## Text excerpt
━━━━━━━━━━━━━━━━━━━━━━━━━━━━━━

Feature: Home composer vertical alignment matches reference layout

Prerequisites

  • Start the app from this repository (pnpm run dev).
  • Open the New thread (home) screen with a selected folder/project.
  • Ensure desktop viewport width (for example >= 1280px).

Steps

  1. Open the home screen and observe the hero block (Let's build) and composer placement.
  2. Confirm the hero/settings block is vertically centered within the available content area.
  3. Confirm the message composer sits in the lower area of the content column (not immediately below top content).
  4. Resize window height taller/shorter and re-check vertical placement.
  5. Open any thread route and verify thread composer layout remains unchanged.

Expected Results

  • Home hero block is centered again (not top-anchored).
  • Home composer aligns toward the bottom region similar to the reference screenshot.
  • Resizing preserves the intended centered-hero + lower-composer structure.
  • Thread route composer behavior is unchanged.

Rollback/Cleanup

Feature: Restore composer drag-and-drop file attach on input field

Prerequisites

  • App is running with a selected thread and active composer.
  • At least one local file is available to drag from Finder/File Explorer.

Steps

  1. Drag a file over the composer input area.

━━━━━━━━━━━━━━━━━━━━━━━━━━━━━━

## Stored data
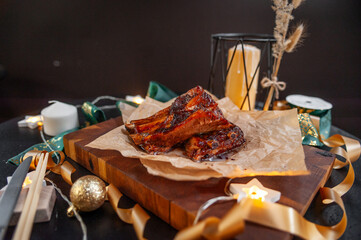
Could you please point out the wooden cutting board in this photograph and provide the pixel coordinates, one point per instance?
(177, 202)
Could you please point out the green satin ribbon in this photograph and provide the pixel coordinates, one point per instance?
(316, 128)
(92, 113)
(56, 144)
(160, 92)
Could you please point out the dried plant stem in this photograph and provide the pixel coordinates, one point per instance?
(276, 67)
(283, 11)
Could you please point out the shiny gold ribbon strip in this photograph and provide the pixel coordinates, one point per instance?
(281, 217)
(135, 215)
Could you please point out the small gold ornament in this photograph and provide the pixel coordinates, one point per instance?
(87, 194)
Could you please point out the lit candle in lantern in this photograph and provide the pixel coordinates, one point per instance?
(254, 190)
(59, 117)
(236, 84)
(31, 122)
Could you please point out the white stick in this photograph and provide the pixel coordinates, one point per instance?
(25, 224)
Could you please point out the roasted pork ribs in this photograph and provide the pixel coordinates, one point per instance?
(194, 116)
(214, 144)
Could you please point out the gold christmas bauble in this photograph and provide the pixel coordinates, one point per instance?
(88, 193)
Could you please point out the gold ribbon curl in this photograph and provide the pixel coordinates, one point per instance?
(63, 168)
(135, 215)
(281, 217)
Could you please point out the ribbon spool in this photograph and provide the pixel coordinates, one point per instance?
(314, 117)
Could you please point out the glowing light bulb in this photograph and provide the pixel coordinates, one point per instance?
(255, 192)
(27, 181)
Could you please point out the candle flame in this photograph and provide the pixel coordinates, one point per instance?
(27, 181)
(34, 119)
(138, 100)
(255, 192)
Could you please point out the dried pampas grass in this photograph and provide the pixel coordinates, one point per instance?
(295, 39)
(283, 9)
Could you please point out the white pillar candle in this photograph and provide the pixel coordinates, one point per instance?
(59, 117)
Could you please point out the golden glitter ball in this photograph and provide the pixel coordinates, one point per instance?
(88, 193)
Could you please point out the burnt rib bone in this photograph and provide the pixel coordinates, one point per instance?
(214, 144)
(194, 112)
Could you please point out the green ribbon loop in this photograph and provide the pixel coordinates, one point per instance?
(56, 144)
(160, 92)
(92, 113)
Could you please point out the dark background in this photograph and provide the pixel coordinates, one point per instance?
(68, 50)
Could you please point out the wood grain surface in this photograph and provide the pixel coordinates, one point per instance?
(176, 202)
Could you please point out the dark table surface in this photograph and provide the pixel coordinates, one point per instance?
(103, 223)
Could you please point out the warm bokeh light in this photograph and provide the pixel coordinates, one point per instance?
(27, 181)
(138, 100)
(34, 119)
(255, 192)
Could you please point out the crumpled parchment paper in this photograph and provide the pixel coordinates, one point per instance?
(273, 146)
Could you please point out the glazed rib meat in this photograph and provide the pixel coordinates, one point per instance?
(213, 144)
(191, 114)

━━━━━━━━━━━━━━━━━━━━━━━━━━━━━━

## Task set
1. List every expected result that the test spec gives for the home composer vertical alignment feature.
2. In the listing, rewrite the part that starts with the line containing "Could you please point out the dark background" and ends with the last line of the listing. Replace "photograph" with "image", change nothing else, and output only that part.

## Replies
1.
- Home hero block is centered again (not top-anchored).
- Home composer aligns toward the bottom region similar to the reference screenshot.
- Resizing preserves the intended centered-hero + lower-composer structure.
- Thread route composer behavior is unchanged.

2.
Could you please point out the dark background in this image and provide the pixel coordinates, one point per instance?
(68, 50)
Could you please point out the wood grain surface in this image and provide the pixel coordinates, one point per instance?
(176, 202)
Could you please point out the dark table surface in this image and provide the pixel coordinates, one point per instance?
(103, 223)
Could you please point out the warm bokeh light in this image and provide the pixel coordinates, one point per instance?
(27, 181)
(138, 100)
(34, 119)
(255, 192)
Could you please point out the crumpled parchment paper in this image and provide the pixel coordinates, one point per instance?
(273, 146)
Could you please point out the glazed rib meat in this image and provide the pixel coordinates, one point per instance?
(213, 144)
(191, 114)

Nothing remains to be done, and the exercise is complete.